• **DOCUMENT SECTION**:
Solenoid Valve And Refrigeration Machine Which Uses Same

Abstract

A solenoid valve includes a valve seat and a closing body which can move under the influence of a magnetic field. The valve seat is crimped into a pipe.

Description

The present invention relates to a solenoid valve, in particular for use in a refrigeration machine of a domestic refrigeration device, like for instance a chest freezer, a refrigerator etc.

Known solenoid valves, as described for instance in DE20122909U1, generally have a housing with an internal chamber, in which a closing body can be moved between at least one position which seals a valve seat and an open position under the influence of a magnetic field generated outside of the chamber. The chamber has a number of connections, which have to be soldered individually to refrigerant pipes upon installation of the solenoid valve into a refrigeration machine. Since the chamber has a larger diameter than the refrigerant pipes connected thereto and is also still loaded by an adjacently assembled coil, upon installation of the solenoid valve in a refrigeration device it is generally necessary to fasten the solenoid valve directly to the housing of the refrigeration device in order to ensure that it executes no vibrating movements which put strain on the connections to the refrigerant pipes. Such a direct fastening of the solenoid valve to the refrigeration device housing is nevertheless disadvantageous in that vibrations of the solenoid valve, which occur in particular when the closing body is attached to the valve seat, are transferred to the body. If the vibrations on the body find a suitable resonant surface, they can be heard as an interfering switching noise.

A solenoid valve is therefore needed, which can be installed in a refrigeration machine with little outlay.

The object is achieved in accordance with the invention by the valve seat being crimped into a pipe in the case of a solenoid valve having a valve seat and a closing body which can be moved under the influence of a magnetic field. A refrigerant pipe of a refrigeration machine can be used directly as a pipe so that the number of connections to be connected in a hermetically tight manner during installation of the solenoid valve is reduced.

• **ENTRIES PROVIDED**:
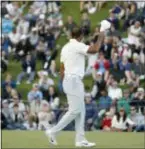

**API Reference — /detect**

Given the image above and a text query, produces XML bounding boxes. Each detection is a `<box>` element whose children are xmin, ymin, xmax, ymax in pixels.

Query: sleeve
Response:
<box><xmin>78</xmin><ymin>43</ymin><xmax>89</xmax><ymax>55</ymax></box>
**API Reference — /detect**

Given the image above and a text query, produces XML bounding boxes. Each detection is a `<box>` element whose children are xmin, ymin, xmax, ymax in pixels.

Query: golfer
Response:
<box><xmin>46</xmin><ymin>28</ymin><xmax>104</xmax><ymax>147</ymax></box>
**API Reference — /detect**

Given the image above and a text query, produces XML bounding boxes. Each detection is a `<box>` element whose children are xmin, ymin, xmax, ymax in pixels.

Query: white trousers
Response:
<box><xmin>50</xmin><ymin>75</ymin><xmax>85</xmax><ymax>142</ymax></box>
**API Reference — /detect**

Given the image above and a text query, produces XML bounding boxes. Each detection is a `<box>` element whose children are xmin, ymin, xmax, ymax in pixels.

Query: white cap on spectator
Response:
<box><xmin>39</xmin><ymin>14</ymin><xmax>45</xmax><ymax>19</ymax></box>
<box><xmin>20</xmin><ymin>35</ymin><xmax>27</xmax><ymax>40</ymax></box>
<box><xmin>100</xmin><ymin>20</ymin><xmax>111</xmax><ymax>32</ymax></box>
<box><xmin>137</xmin><ymin>87</ymin><xmax>144</xmax><ymax>93</ymax></box>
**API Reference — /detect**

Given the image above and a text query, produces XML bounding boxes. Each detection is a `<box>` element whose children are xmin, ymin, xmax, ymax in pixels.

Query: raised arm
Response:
<box><xmin>87</xmin><ymin>32</ymin><xmax>104</xmax><ymax>54</ymax></box>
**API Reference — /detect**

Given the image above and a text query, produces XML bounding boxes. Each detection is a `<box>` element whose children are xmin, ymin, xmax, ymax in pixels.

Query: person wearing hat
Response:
<box><xmin>92</xmin><ymin>51</ymin><xmax>110</xmax><ymax>82</ymax></box>
<box><xmin>128</xmin><ymin>20</ymin><xmax>142</xmax><ymax>47</ymax></box>
<box><xmin>17</xmin><ymin>54</ymin><xmax>36</xmax><ymax>85</ymax></box>
<box><xmin>101</xmin><ymin>112</ymin><xmax>112</xmax><ymax>131</ymax></box>
<box><xmin>28</xmin><ymin>83</ymin><xmax>43</xmax><ymax>103</ymax></box>
<box><xmin>117</xmin><ymin>89</ymin><xmax>131</xmax><ymax>115</ymax></box>
<box><xmin>15</xmin><ymin>34</ymin><xmax>34</xmax><ymax>60</ymax></box>
<box><xmin>38</xmin><ymin>71</ymin><xmax>54</xmax><ymax>97</ymax></box>
<box><xmin>132</xmin><ymin>53</ymin><xmax>145</xmax><ymax>81</ymax></box>
<box><xmin>29</xmin><ymin>27</ymin><xmax>39</xmax><ymax>49</ymax></box>
<box><xmin>111</xmin><ymin>108</ymin><xmax>135</xmax><ymax>132</ymax></box>
<box><xmin>38</xmin><ymin>100</ymin><xmax>55</xmax><ymax>130</ymax></box>
<box><xmin>130</xmin><ymin>87</ymin><xmax>145</xmax><ymax>113</ymax></box>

• **INSTRUCTIONS TO FOLLOW**: Extract from the solenoid valve text the passage running from "Solenoid Valve And" to "into a pipe.".

• **TASK SOLUTION**:
Solenoid Valve And Refrigeration Machine Which Uses Same

Abstract

A solenoid valve includes a valve seat and a closing body which can move under the influence of a magnetic field. The valve seat is crimped into a pipe.